▸ **PROBLEM TO WORK ON**
Copy the entries that appear below in full, leaving out any picture among them.
::: SUPPLIED RECORDS :::
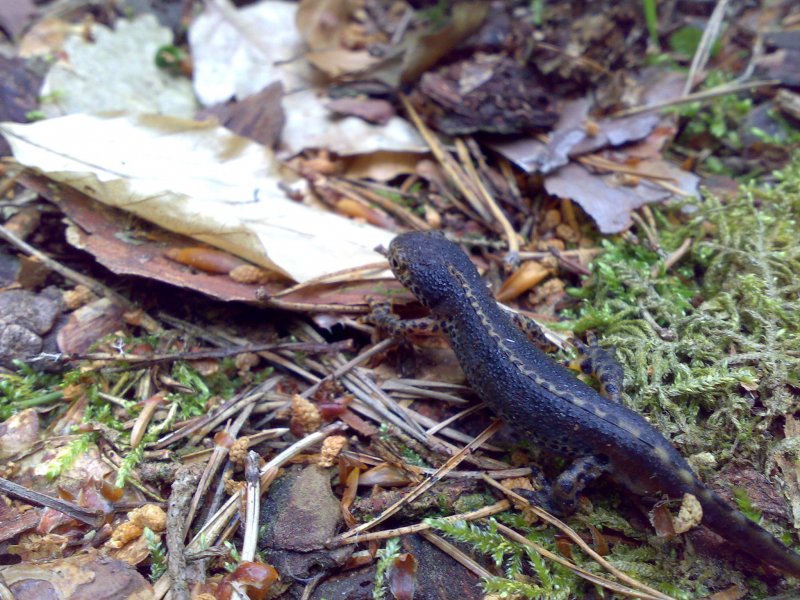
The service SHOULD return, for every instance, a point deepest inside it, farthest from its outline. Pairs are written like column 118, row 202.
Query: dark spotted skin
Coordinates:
column 544, row 402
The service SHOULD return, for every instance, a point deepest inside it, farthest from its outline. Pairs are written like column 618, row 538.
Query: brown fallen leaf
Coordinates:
column 88, row 575
column 259, row 117
column 608, row 199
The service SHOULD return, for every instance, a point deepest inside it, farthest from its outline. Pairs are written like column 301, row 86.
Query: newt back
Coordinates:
column 546, row 403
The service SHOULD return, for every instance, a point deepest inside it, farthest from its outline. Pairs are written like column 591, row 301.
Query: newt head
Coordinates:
column 424, row 263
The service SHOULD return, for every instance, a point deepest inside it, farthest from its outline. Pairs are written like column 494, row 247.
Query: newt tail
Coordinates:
column 545, row 403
:::
▸ **RESPONSE BELOW**
The service SHOULD return, for every instance, a point deepest inside it, farthest from its outline. Pairs are written like column 118, row 202.
Query: dark spotted skin
Coordinates:
column 544, row 402
The service SHOULD return, for every instance, a point deepest inside it, farthest from its outline. Pairs are written like column 618, row 538.
Query: brown fallen leaf
Coordinates:
column 88, row 575
column 259, row 117
column 608, row 199
The service SHOULD return, for every instance, a point deepest inside it, farthest from its outline. Pairs are written like column 301, row 86.
Query: newt back
Coordinates:
column 546, row 403
The service SHOULD return, for every instance, a point deepest inside it, farthest from its outline. Pairs are written like column 591, row 301.
Query: newt head
Coordinates:
column 424, row 263
The service SHOULD return, for every instance, a point deepest inside it, farthest from its outline. Pairs are written like column 494, row 247.
Query: newt tail
Coordinates:
column 545, row 403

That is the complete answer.